#### [Excerpted records]
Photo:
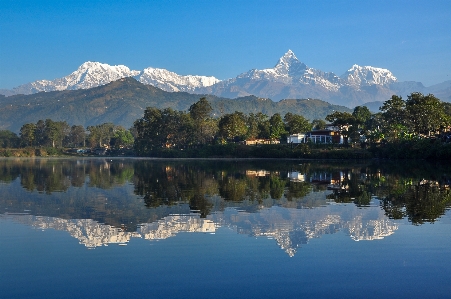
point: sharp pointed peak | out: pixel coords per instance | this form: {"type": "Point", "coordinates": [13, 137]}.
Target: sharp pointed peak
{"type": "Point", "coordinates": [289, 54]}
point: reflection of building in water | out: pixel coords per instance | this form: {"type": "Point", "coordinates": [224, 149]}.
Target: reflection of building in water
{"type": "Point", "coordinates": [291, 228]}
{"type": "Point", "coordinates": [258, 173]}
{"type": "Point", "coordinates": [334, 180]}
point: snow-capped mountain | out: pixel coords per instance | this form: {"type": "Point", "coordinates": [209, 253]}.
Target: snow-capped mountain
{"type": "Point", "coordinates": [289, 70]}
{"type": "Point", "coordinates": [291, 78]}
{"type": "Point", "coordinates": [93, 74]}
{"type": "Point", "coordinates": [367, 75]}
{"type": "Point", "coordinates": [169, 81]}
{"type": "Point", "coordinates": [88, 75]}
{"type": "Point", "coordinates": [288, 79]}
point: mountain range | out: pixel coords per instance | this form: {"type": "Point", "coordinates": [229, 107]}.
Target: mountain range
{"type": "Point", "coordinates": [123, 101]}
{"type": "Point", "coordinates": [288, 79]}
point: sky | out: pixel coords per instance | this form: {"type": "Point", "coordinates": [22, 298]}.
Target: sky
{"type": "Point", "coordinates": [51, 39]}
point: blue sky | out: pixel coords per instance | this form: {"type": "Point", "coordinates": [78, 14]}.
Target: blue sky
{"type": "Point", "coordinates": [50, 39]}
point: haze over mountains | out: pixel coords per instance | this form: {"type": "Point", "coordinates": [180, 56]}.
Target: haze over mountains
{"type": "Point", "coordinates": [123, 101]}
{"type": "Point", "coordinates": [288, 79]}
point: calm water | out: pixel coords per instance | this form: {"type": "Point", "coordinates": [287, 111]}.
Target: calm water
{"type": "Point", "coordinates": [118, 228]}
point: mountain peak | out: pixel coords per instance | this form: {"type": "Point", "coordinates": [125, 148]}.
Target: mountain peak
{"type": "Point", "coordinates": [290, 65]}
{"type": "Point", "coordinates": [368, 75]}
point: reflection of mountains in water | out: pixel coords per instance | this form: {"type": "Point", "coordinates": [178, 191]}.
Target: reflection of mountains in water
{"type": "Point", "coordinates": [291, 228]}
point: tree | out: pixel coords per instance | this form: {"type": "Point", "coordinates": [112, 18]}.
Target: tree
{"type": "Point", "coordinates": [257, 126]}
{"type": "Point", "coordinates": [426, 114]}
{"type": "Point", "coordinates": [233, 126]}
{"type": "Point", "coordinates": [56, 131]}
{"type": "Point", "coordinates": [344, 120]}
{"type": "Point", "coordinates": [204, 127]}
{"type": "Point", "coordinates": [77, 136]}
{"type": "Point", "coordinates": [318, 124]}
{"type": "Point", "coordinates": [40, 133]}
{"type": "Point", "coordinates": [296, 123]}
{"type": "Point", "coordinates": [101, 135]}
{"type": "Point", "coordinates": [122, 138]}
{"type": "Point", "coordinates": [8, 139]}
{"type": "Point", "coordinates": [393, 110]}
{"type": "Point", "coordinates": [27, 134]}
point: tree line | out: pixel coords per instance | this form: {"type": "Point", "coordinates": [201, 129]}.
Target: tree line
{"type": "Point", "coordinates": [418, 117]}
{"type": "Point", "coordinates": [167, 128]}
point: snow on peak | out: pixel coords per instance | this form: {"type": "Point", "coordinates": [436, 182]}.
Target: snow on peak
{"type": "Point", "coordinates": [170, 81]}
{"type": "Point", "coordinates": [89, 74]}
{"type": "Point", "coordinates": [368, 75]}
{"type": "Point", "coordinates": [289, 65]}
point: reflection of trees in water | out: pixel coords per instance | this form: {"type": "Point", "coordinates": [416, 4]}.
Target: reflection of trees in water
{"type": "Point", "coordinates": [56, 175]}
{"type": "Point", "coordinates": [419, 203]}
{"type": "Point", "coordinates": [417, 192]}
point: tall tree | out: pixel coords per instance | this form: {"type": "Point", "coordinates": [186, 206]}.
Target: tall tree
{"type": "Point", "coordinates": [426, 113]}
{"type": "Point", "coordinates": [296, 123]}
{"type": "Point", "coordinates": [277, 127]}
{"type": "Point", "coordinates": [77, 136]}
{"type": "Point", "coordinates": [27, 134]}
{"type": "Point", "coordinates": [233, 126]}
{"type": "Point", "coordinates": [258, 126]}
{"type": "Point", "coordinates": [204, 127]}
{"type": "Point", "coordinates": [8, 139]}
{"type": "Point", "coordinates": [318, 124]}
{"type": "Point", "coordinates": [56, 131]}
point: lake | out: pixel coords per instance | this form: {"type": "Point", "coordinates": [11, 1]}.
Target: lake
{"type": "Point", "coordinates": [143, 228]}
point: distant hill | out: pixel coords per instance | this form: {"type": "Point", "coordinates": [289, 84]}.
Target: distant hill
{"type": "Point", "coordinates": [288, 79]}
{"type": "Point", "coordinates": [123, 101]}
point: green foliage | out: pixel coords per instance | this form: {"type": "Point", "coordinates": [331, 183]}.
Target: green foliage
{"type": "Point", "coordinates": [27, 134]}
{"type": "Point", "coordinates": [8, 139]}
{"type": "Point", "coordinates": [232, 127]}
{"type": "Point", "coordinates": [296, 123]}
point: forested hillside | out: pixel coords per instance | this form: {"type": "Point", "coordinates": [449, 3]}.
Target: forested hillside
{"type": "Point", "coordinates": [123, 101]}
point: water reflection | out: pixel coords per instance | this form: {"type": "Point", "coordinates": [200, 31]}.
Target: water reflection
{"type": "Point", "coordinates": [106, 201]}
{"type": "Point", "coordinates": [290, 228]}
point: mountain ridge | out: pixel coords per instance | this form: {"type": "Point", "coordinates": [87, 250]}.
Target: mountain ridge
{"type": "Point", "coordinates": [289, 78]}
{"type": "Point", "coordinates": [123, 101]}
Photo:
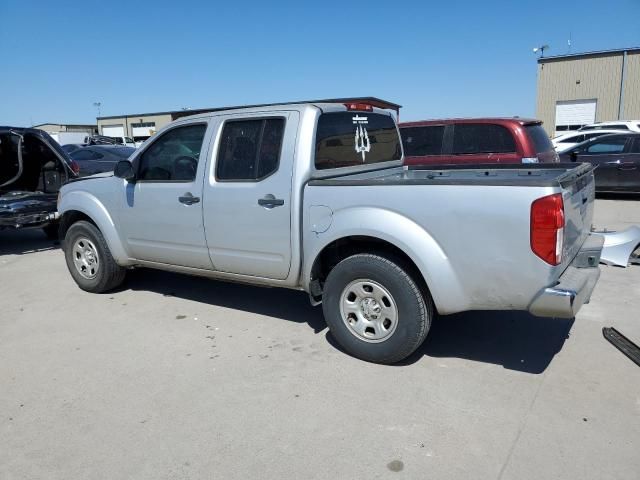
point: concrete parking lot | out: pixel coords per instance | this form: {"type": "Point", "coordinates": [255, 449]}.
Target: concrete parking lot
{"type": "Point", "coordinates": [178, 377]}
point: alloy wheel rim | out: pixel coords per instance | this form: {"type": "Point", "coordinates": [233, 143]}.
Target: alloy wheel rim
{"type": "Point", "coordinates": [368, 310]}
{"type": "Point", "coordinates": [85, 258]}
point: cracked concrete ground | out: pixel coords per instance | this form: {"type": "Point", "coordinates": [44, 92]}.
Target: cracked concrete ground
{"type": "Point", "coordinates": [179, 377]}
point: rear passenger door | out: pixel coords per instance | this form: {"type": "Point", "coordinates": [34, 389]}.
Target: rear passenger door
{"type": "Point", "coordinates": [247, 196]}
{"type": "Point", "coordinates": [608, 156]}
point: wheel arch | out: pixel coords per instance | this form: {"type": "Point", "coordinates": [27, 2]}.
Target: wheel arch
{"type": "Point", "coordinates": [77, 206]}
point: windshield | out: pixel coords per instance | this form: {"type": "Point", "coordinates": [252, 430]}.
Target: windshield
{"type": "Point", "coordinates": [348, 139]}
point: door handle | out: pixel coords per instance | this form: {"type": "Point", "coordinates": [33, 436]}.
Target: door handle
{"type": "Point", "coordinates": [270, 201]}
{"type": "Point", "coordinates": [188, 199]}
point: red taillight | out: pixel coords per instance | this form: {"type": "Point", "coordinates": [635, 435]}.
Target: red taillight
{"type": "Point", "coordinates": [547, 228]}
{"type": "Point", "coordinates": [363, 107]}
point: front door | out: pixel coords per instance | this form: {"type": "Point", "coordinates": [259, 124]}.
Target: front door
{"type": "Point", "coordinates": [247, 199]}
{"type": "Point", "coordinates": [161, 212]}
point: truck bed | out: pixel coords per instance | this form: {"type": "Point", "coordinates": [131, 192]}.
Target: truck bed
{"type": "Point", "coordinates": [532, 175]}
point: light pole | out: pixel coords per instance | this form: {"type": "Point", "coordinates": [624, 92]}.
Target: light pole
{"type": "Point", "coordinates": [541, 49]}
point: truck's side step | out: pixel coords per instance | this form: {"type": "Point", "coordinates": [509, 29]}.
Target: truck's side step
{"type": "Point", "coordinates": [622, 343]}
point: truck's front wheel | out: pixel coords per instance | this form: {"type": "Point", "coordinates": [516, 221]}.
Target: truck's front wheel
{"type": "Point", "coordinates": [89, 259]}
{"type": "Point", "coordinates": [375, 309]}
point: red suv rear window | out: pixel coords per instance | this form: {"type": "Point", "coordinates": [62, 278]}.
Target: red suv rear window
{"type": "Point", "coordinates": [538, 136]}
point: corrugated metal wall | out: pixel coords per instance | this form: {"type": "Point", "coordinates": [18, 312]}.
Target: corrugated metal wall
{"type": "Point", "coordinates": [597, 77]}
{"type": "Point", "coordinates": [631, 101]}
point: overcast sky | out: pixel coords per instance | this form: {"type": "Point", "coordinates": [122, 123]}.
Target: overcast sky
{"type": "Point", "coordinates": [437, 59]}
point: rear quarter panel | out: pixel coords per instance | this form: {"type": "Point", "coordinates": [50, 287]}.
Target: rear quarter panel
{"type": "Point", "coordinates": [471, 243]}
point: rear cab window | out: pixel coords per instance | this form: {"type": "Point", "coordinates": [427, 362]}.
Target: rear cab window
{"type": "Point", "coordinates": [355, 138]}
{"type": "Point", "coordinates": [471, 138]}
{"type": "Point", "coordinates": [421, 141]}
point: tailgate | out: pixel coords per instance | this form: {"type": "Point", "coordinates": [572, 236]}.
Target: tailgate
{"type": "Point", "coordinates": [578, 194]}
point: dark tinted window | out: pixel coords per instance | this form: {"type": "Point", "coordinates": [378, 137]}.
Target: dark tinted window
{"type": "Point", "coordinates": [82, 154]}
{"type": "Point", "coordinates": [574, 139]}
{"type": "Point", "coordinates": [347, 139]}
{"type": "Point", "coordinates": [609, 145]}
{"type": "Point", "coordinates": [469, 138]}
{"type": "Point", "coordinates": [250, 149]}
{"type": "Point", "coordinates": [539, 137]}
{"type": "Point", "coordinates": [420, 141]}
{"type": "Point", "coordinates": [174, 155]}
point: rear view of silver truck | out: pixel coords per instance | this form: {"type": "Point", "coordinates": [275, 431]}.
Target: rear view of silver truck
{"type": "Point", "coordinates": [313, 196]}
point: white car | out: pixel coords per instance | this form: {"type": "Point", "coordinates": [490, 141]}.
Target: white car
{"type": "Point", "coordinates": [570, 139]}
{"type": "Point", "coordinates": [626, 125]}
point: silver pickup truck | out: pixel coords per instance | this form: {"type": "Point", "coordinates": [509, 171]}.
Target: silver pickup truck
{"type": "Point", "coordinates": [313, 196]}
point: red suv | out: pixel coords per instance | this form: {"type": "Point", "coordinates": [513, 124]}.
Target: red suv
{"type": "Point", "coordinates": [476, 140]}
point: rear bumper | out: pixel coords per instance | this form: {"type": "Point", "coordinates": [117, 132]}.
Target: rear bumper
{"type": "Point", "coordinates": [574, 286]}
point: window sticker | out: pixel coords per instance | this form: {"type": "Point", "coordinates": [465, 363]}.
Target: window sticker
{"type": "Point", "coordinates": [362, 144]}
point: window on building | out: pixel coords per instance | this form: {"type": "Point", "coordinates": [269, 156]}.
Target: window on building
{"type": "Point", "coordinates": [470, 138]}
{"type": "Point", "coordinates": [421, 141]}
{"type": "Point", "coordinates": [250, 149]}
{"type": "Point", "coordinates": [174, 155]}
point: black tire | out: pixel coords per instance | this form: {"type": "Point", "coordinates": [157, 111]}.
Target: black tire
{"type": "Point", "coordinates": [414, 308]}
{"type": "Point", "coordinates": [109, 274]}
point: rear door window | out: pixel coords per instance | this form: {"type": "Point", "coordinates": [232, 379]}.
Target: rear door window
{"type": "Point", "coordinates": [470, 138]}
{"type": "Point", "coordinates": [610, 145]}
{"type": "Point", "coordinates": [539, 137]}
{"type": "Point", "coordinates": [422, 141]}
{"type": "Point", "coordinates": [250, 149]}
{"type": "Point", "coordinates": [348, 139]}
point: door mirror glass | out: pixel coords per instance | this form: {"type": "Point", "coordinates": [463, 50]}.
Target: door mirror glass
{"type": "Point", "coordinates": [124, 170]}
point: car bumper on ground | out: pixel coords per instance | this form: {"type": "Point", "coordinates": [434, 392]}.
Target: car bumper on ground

#### [Task to carry out]
Every line from the one holding "point: car bumper" through the last line of the listing above should be set down exactly, and nothing more.

#### [Result for this task]
point: car bumper on ground | out: pixel coords per instance | this form: {"type": "Point", "coordinates": [434, 392]}.
Target: car bumper on ground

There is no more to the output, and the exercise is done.